──────── EXERCISE MATERIALS ────────

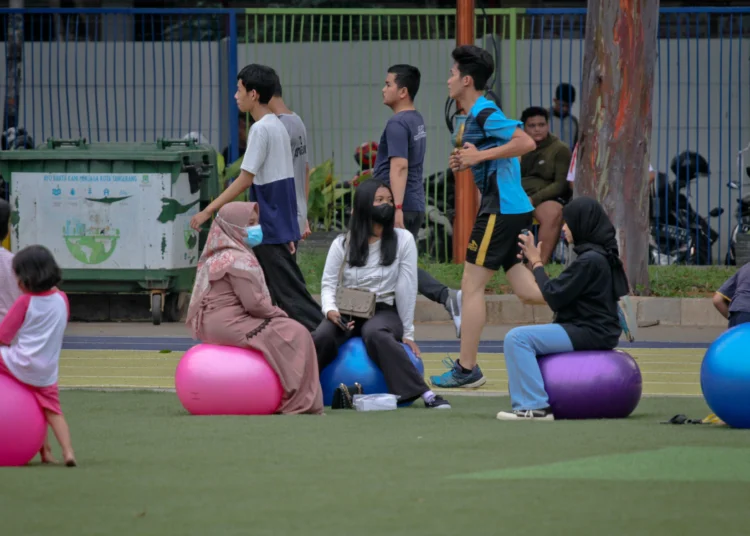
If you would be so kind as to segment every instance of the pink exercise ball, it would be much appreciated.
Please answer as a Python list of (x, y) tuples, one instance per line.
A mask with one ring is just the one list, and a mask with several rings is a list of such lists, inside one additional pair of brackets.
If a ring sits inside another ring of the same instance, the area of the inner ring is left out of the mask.
[(193, 415), (271, 415), (284, 395), (263, 354), (215, 344), (185, 352), (175, 372), (175, 388)]
[(34, 393), (0, 374), (0, 466), (26, 465), (44, 445), (47, 421)]

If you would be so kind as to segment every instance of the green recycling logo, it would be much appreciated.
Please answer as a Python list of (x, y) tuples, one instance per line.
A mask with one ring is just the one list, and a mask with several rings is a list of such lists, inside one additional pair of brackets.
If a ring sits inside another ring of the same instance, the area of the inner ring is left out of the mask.
[(73, 219), (65, 222), (63, 238), (68, 251), (77, 261), (89, 265), (101, 264), (115, 252), (120, 230), (109, 226), (89, 227)]

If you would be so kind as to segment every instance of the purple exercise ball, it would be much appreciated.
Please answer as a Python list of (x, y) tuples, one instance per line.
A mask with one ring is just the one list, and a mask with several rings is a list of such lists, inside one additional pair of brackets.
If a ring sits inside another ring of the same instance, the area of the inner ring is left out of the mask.
[(539, 358), (555, 419), (624, 419), (638, 406), (638, 363), (619, 350), (565, 352)]

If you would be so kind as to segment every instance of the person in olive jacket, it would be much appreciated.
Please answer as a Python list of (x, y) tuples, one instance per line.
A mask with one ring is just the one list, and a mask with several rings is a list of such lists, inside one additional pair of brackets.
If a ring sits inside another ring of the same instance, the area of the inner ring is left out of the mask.
[(521, 115), (521, 122), (536, 142), (536, 150), (521, 158), (521, 184), (534, 206), (542, 262), (547, 264), (560, 239), (562, 208), (572, 194), (567, 181), (571, 153), (565, 143), (550, 134), (549, 112), (544, 108), (527, 108)]

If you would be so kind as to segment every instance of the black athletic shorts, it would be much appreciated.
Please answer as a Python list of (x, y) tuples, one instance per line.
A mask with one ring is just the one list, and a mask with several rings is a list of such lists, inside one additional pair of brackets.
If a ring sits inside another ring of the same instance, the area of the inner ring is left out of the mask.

────────

▸ **WORK TO BE COMPLETED**
Please rewrite the lines starting with the line containing "logo, it would be much appreciated." and going on through the line containing "350), (565, 352)]", with "purple" replaced by "violet" and nothing else altered. Return only those lines.

▸ **EXERCISE OUTPUT**
If you would be so kind as to segment every instance of the green recycling logo, it would be much appreciated.
Please answer as a Python list of (x, y) tuples, one instance per line.
A mask with one ring is just the one list, and a mask with several rings is a list of such lists, inside one additional pair of brackets.
If a ring sits inside another ring of the same instance, the area of the inner ring is left out of the mask.
[(73, 219), (65, 222), (63, 238), (68, 251), (77, 261), (89, 265), (101, 264), (115, 252), (120, 230), (109, 226), (89, 227)]

If you would be so kind as to segment every instance of the violet exercise ball, it would be much appreciated.
Please answer as a Python list of (x, y) tuples, one instance per line.
A mask with one ring is just the one list, and a mask with several rings is a list of such lists, inside one additional pair of brackets.
If a ring sits inside another ring of the same instance, the area of the inner ring is left out of the mask.
[(539, 358), (555, 419), (624, 419), (638, 406), (638, 363), (619, 350), (565, 352)]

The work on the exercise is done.